§ **Try it**
Search the entries for the word "green" and report each line that has it.

*** Input data ***

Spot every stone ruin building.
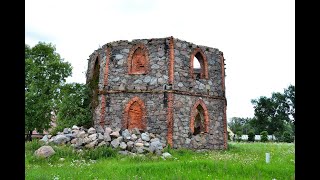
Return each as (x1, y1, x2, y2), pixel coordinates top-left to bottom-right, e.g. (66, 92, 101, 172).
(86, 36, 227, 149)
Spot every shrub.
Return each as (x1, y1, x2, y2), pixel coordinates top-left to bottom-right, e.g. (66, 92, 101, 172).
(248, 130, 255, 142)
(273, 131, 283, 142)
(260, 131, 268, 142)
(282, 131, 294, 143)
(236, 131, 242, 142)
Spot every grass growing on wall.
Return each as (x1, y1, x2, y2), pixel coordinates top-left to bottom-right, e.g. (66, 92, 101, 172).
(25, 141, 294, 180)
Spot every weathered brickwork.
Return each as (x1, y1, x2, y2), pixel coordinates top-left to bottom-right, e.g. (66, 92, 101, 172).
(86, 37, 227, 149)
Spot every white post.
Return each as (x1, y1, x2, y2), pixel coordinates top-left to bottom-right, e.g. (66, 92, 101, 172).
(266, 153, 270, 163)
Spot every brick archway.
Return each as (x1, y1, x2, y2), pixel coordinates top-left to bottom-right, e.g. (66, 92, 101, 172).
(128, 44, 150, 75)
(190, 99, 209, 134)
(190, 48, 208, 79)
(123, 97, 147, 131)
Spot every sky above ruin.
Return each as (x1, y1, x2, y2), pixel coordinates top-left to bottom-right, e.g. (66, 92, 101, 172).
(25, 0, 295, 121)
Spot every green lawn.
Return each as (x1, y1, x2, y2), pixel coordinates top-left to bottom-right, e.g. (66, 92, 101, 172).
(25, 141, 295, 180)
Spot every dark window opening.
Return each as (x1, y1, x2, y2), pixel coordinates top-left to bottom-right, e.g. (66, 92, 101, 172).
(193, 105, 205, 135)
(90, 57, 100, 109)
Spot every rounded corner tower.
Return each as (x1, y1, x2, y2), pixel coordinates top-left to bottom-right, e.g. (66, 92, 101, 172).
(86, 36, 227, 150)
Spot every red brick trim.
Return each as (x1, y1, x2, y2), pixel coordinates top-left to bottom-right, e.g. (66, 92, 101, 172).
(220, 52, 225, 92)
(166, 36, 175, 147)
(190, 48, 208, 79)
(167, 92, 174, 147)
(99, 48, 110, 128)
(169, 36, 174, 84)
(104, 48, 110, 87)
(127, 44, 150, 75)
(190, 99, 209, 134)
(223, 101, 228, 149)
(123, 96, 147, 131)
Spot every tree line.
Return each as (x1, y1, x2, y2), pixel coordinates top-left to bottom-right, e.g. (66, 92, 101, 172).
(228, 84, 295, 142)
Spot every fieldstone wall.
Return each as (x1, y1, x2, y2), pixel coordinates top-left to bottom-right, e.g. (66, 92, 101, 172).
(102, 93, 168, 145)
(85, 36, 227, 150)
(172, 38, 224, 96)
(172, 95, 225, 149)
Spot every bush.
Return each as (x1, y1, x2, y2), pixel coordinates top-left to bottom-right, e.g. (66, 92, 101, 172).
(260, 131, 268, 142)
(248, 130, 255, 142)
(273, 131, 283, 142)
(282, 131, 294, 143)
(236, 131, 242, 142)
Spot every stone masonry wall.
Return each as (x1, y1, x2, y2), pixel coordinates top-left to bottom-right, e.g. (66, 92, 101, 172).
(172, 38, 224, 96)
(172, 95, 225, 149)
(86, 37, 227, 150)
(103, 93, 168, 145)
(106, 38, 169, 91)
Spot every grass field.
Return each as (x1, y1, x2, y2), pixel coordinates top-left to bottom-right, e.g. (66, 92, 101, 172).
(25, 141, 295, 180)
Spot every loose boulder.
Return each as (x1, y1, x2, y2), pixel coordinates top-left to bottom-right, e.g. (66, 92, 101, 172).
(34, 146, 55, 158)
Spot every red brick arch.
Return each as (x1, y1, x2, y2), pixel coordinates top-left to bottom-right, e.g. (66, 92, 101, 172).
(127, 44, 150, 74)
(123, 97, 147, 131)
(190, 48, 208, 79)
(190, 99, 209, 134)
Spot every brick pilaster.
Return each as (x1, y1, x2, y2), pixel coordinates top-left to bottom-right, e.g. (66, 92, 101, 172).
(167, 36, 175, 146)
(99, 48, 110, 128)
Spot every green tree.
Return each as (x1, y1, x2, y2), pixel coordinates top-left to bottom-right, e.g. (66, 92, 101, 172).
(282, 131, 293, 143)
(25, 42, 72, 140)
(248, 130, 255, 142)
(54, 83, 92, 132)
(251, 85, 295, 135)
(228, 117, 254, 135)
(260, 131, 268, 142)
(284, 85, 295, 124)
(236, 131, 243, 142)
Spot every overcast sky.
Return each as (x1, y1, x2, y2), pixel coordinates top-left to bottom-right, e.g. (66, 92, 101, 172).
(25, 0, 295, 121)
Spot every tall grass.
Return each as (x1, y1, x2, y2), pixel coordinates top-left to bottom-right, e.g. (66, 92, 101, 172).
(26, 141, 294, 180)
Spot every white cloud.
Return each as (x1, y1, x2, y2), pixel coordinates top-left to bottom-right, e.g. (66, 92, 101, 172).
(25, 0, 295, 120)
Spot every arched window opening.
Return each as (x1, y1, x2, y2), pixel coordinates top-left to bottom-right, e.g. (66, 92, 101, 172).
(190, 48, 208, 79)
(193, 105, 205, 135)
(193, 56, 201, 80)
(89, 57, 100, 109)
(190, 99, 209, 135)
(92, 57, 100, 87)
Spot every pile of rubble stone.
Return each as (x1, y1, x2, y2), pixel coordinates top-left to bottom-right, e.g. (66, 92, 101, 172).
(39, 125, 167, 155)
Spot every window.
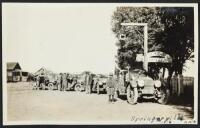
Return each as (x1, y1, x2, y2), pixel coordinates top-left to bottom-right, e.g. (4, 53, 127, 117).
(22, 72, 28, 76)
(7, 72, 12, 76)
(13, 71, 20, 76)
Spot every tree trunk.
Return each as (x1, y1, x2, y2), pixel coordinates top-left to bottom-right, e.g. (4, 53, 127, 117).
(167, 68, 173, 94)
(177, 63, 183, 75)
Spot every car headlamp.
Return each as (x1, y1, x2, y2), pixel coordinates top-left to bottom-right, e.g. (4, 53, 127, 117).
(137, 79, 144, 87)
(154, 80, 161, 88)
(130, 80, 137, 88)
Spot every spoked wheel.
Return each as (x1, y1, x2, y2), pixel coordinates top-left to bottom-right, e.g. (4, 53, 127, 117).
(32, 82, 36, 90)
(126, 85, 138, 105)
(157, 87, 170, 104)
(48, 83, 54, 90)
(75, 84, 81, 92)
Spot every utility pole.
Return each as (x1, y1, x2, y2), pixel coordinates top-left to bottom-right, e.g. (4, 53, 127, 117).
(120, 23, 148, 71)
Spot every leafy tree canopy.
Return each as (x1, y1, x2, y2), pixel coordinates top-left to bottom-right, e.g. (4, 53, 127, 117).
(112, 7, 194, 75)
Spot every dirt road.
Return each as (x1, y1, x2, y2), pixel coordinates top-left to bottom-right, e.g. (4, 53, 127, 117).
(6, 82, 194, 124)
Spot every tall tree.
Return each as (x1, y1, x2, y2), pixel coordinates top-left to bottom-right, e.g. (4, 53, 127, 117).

***

§ **Completed exercise**
Spot every green lawn.
Spot every green tree.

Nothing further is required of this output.